[[ Text under study, beginning ]]
Was it only last Thursday that those of us in the Americas awoke to the bewildering news of David Graeber’s (1961–2020) passing? Whenever a person at the height of their capacities dies, there is shock. But among David’s extraordinary circle of friends, the confusion is absolute. How can a person who embodied the possibility of another world, who truly lived as if he was already free, not be here? Was it the sheer force of that astonishing intellect? Did it burn so very brightly that it could not be sustained? How can it be that David, who cared so deeply about the radical possibilities of the imagination, endured a death in Venice during this pandemic, as if critiquing even at the last?
Yet this is the media age, and all has already been wrapped and disposed. His anarchist publishers posted David’s own biographical statement.1 In a flurry of hours, the initial Twitter storm gave way to the obituaries from the liberal publications like the New York Times, which never had much time for him in life. Even The Guardian, which David detested so much for its role in creating the moral panic over “antisemitism” alleged to have run rampant in the UK Labour Party that his Twitter account still has a pinned tweet quantifying the false statements they printed,2 quickly ran a long remembrance.
But David’s work isn’t even all published yet—his next book with David Wengrow is called The Dawn of Everything, a very David title. Here was what academics keep saying they wanted: a scholar engaged with the widest questions there are to ask, completely connected to the world as it is, and as it should be. People carried Debt: The First 5000 Years in the streets during Occupy Wall Street and read it together page by page in seminars David organized. Yet Graeber was driven out of US academia, by underhanded means, into what he called “exile” in London. It is a bitter irony that he had recently established both professional and personal happiness in the UK, above all with his beloved wife, the artist Nika Dubrovsky. Among their many ongoing projects was a fabulous series of illustrated books for kids on conceptual issues like anthropology.
[[ Text under study, end ]]
[[ Source data, beginning ]]
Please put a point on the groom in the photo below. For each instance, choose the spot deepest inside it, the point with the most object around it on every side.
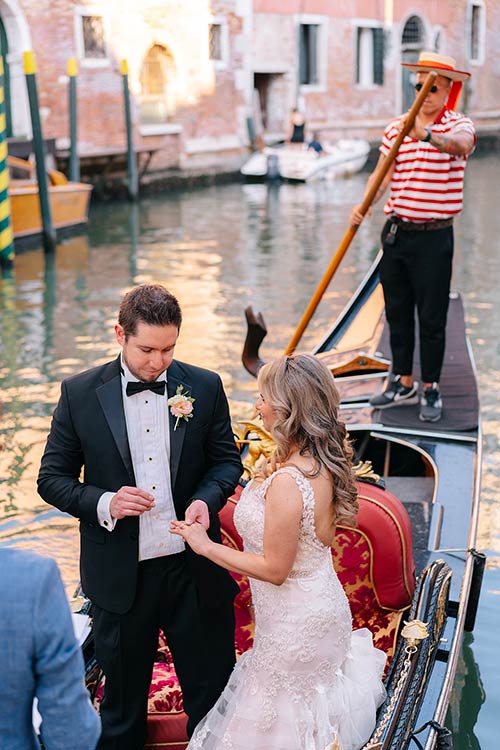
(145, 465)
[[ Source data, end ]]
• [Work instruction 1]: In the remembrance of David Graeber, what is the title of his next book with David Wengrow?
• [Work instruction 2]: For each statement below, say whether it agrees with the remembrance of David Graeber, and quote the words of the text that decide it. (a) Graeber died in Venice. (b) The New York Times paid close attention to Graeber while he was alive. (c) Graeber's wife, Nika Dubrovsky, is an artist.

• [Written response 1]: The Dawn of Everything

• [Written response 2]:
(a) Yes: "endured a death in Venice during this pandemic"
(b) No: "which never had much time for him in life"
(c) Yes: "his beloved wife, the artist Nika Dubrovsky"